- [Exercise description]: Copy word for word the stretch of items from the line containing "Note to the class: find the elbow" through the end of the items, keeping both ends. Leave the pictures out of your answer.

- [Exercise inputs]:
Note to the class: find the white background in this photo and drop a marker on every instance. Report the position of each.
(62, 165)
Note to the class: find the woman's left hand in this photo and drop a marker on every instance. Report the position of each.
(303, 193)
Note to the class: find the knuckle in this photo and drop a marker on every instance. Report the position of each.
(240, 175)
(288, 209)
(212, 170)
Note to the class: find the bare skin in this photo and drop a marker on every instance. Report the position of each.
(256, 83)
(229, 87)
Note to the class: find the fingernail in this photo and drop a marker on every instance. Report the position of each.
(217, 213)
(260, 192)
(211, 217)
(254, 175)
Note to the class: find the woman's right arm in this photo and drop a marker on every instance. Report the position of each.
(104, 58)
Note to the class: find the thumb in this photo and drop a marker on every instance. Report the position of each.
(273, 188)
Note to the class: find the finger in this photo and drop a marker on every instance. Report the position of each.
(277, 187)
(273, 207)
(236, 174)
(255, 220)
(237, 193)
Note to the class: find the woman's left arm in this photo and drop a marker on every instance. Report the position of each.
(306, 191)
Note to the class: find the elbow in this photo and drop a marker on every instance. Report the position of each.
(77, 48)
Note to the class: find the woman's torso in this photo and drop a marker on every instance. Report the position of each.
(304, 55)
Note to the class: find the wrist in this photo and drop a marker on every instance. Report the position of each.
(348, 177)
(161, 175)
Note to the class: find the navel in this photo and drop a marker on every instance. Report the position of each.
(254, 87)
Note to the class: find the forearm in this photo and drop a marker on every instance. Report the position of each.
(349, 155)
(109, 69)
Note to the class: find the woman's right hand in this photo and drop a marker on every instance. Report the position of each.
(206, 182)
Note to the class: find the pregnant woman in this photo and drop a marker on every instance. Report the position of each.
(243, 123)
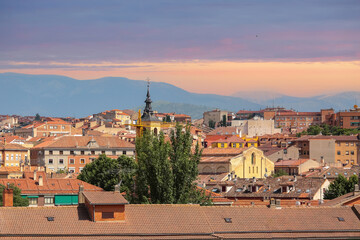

- [Exercise solution]:
Note to the class: find the elbow in this photo and drop a marker on every instance. Report the position of each.
(77, 48)
Note to the class: find the woman's torso in this photo and drop a marker on every instance. Report the position of each.
(304, 55)
Note to the class: find the wrist in this photo and drop a marker on every instance. Report the position of each.
(348, 177)
(161, 175)
Note to the class: find the navel in this photo and drop a marker on every instance. Report the position of each.
(254, 87)
Note to the class: find the forearm in this photo and drop a marker on every instance. Report the position of each.
(349, 155)
(109, 69)
Note to the class: find the woman's right hand in this photo and drop a marker on every instance. Report the position of each.
(206, 182)
Note to the class: find the pregnant woman in this photo and drop a marker on every instance. Report the position of each.
(243, 123)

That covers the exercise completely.